*** EXTRACTED RECORDS Section Begins ***

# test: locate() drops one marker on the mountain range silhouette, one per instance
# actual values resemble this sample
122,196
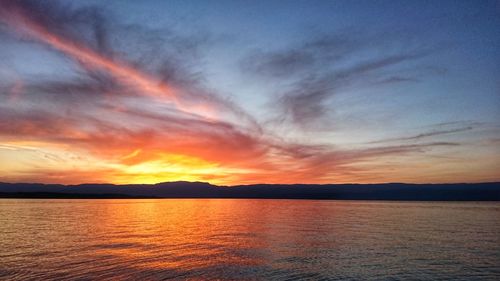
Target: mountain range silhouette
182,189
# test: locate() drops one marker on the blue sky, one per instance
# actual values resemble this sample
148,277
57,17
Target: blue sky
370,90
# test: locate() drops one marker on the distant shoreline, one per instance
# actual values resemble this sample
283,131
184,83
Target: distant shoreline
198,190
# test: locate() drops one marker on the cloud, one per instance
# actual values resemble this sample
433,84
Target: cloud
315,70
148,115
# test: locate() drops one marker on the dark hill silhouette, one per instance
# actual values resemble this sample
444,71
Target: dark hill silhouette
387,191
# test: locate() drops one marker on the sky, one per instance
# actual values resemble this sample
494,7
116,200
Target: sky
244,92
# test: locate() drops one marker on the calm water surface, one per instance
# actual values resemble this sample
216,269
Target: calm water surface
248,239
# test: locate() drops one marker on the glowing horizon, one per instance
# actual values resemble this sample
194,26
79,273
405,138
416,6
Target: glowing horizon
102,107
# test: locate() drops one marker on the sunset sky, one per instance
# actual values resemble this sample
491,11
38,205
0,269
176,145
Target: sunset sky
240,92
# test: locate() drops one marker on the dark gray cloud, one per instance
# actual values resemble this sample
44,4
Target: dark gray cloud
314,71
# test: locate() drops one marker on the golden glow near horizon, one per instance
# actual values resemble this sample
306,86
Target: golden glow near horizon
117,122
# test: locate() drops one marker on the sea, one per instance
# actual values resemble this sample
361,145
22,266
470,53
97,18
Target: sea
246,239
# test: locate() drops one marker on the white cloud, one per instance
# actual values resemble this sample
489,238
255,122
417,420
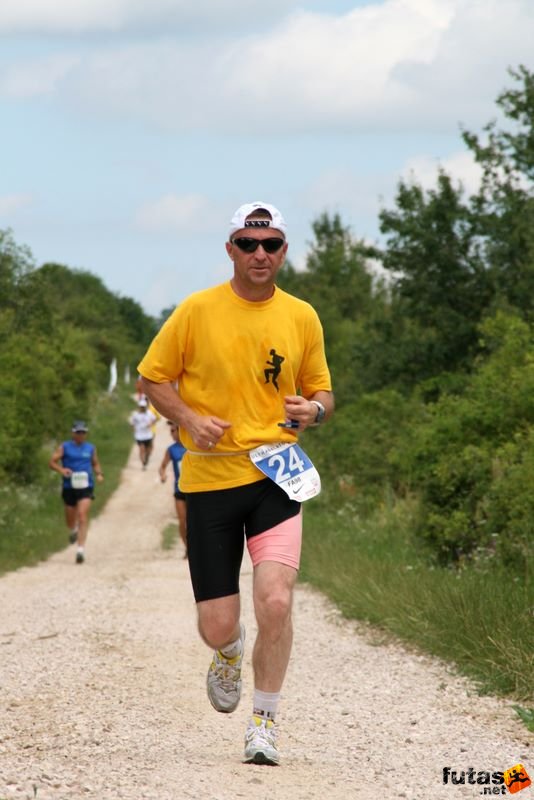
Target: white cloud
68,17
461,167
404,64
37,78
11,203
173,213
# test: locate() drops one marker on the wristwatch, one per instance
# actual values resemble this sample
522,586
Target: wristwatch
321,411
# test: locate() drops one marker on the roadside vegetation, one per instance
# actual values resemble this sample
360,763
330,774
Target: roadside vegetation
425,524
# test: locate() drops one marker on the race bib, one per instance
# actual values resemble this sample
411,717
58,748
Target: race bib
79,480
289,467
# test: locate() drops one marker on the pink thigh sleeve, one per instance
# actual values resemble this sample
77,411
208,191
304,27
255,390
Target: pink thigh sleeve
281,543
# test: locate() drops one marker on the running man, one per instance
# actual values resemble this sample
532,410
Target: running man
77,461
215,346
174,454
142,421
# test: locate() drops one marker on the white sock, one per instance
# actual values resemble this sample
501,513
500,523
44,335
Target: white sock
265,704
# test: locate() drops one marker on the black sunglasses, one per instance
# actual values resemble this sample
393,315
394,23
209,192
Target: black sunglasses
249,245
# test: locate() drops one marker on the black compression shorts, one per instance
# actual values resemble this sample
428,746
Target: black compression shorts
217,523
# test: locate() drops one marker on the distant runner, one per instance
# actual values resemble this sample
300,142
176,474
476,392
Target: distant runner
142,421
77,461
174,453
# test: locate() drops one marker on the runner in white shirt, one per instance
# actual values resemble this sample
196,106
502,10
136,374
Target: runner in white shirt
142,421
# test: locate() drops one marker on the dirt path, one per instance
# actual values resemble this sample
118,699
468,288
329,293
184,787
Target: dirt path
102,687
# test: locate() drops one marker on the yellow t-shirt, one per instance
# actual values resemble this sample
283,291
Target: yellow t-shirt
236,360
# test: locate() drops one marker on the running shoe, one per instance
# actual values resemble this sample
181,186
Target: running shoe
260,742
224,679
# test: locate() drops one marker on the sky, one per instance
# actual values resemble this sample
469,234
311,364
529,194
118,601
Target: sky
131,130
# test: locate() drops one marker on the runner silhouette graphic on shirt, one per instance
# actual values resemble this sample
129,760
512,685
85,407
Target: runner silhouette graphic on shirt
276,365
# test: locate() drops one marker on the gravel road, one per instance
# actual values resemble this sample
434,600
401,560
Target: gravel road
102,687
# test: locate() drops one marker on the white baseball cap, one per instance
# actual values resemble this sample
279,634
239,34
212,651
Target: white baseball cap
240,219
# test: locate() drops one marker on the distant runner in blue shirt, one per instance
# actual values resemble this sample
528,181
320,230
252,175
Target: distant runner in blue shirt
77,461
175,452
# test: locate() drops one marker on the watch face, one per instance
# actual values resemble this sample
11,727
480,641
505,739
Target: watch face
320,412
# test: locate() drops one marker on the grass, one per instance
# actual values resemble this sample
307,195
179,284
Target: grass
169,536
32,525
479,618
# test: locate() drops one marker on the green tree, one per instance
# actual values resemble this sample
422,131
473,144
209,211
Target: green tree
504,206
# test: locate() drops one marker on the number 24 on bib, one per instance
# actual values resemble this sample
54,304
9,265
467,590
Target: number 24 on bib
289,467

*** EXTRACTED RECORDS Section Ends ***
*** EXTRACTED RECORDS Section Begins ***

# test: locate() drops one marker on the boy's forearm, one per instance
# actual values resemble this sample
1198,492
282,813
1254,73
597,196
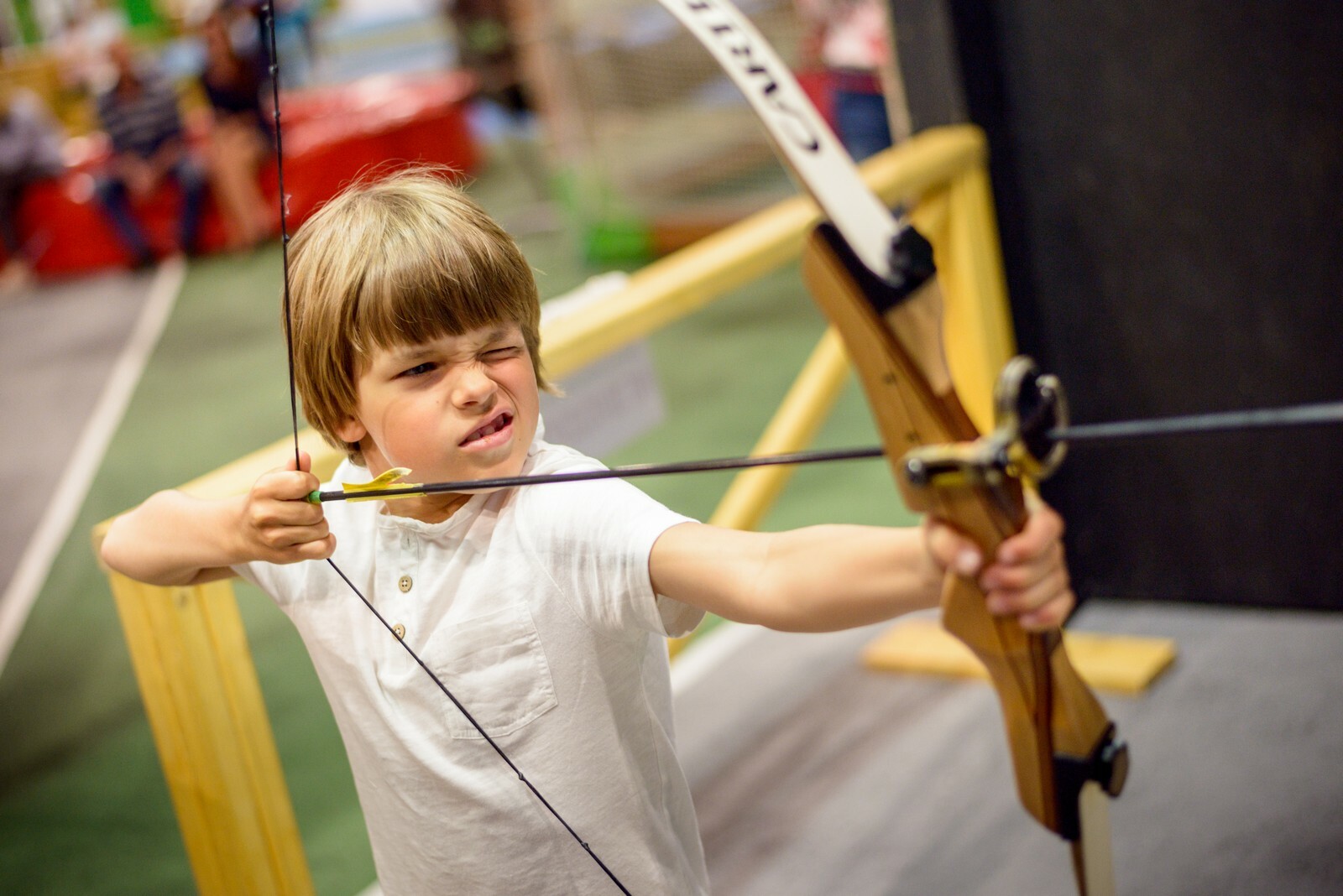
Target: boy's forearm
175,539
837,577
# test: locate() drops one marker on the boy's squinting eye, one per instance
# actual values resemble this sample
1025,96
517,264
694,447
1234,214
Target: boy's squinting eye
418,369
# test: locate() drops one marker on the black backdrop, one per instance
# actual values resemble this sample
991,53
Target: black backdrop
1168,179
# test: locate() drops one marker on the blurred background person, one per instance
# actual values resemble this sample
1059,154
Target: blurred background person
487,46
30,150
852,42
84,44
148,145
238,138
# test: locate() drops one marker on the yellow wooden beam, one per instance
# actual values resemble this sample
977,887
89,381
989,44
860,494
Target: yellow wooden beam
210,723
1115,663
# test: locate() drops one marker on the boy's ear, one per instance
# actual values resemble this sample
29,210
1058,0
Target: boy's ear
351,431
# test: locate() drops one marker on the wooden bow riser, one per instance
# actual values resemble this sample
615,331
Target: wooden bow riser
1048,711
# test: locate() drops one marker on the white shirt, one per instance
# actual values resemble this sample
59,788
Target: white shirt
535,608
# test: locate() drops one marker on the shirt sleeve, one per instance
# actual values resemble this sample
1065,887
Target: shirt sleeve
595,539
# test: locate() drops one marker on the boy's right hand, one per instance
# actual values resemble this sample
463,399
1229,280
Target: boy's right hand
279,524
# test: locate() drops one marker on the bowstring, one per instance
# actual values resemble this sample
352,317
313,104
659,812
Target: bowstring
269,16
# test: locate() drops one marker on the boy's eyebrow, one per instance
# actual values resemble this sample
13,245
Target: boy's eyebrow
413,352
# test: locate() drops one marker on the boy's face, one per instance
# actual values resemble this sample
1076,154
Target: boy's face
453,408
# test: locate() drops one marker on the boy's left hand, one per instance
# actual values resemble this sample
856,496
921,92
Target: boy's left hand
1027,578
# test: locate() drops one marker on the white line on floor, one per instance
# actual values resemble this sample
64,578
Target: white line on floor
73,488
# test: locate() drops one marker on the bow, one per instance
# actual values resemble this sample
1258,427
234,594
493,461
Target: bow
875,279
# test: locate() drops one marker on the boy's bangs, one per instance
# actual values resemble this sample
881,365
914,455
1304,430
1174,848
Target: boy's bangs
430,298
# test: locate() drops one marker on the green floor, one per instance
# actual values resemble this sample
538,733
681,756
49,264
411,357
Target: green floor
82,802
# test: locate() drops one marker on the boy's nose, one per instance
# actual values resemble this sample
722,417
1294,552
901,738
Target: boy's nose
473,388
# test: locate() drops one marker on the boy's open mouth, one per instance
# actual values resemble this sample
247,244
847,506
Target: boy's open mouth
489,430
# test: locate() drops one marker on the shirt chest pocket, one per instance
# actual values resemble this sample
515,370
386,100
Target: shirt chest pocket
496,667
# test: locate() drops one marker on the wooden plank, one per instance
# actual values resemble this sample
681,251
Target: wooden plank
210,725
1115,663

*** EXTRACTED RECORDS Section Ends ***
*** EXTRACTED RECORDS Section Begins ***

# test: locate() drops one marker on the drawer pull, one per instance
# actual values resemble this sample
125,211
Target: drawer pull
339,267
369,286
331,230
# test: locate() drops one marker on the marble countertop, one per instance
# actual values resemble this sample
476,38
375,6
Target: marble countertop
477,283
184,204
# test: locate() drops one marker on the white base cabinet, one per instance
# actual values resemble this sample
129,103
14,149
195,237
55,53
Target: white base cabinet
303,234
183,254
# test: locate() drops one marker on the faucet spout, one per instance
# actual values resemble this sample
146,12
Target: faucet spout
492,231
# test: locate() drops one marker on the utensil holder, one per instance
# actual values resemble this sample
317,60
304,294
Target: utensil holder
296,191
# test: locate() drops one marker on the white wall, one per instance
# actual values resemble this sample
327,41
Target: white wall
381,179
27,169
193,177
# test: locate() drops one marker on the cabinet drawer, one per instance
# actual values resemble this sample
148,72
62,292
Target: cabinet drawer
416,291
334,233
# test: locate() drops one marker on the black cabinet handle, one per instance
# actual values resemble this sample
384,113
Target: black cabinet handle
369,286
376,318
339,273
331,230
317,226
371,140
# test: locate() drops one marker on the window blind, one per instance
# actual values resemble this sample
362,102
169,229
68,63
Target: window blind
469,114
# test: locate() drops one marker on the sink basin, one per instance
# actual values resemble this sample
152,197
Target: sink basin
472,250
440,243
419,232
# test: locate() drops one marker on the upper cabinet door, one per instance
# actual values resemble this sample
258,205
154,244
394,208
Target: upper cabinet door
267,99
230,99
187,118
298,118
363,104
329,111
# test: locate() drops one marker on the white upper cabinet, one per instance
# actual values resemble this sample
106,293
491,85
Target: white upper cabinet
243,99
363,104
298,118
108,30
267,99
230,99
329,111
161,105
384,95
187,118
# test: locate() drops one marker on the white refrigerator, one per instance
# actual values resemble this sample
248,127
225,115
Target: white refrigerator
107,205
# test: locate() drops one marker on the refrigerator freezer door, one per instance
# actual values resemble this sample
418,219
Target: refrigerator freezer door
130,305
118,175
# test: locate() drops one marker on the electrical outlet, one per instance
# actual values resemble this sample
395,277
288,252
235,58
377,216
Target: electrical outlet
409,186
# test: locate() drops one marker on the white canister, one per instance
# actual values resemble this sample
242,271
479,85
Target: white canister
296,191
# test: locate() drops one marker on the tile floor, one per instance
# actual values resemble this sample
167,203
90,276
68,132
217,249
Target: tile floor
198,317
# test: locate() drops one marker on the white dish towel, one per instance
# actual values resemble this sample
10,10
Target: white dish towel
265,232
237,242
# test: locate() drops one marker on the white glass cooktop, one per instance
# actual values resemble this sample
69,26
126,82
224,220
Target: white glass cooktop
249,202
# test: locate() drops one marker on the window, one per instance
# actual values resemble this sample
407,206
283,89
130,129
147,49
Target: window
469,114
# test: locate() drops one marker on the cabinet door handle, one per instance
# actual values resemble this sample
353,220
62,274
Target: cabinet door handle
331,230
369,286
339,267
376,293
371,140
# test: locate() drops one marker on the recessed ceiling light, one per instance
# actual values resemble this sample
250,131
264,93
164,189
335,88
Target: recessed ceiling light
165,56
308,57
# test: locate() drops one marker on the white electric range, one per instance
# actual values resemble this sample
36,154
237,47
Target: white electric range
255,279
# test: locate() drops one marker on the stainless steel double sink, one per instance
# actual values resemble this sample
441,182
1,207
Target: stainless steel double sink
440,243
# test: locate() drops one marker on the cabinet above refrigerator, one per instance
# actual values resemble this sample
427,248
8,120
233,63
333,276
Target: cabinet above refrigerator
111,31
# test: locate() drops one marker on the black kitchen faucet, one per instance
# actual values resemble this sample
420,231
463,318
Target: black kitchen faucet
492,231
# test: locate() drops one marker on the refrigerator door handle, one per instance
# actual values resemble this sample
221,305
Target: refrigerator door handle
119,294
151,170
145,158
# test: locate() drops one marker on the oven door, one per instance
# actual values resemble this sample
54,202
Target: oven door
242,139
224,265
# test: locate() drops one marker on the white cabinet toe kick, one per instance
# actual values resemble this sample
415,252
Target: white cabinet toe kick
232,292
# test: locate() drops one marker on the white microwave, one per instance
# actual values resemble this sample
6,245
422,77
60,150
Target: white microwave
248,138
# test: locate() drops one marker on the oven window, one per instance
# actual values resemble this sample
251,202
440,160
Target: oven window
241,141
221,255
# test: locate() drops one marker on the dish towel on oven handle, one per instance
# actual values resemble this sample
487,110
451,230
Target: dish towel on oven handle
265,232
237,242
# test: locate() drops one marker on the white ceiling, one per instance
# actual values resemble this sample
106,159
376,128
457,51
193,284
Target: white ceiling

*** EXTRACTED RECORDS Section Ends ***

WHAT THE TASK REQUIRES: Starting with the line above that holds "# test: locate() drops one marker on the mountain", restate each line word for word up to and including the line that holds "# test: locate() drops one marker on the calm". Drop the pictures.

ANSWER SPACE:
# test: locate() drops one marker on the mountain range silhouette, one per instance
# actual values resemble this sample
122,196
Target: mountain range silhouette
182,189
# test: locate() drops one marker on the blue sky, one per instance
# actual values resemble this sample
148,277
57,17
Target: blue sky
370,90
# test: locate() drops one marker on the distant shoreline, one per instance
# actual values resemble this sample
283,131
184,83
Target: distant shoreline
198,190
# test: locate() drops one marker on the cloud, one per instance
# actual values resemble this sample
433,84
Target: cloud
315,70
148,115
# test: locate() drops one marker on the dark hill silhouette, one per instance
# actual values resemble this sample
444,71
Target: dark hill silhouette
387,191
# test: locate() drops one marker on the sky, one per instance
# actual values resemble this sample
494,7
116,200
Target: sky
244,92
# test: locate() drops one marker on the calm water surface, one per instance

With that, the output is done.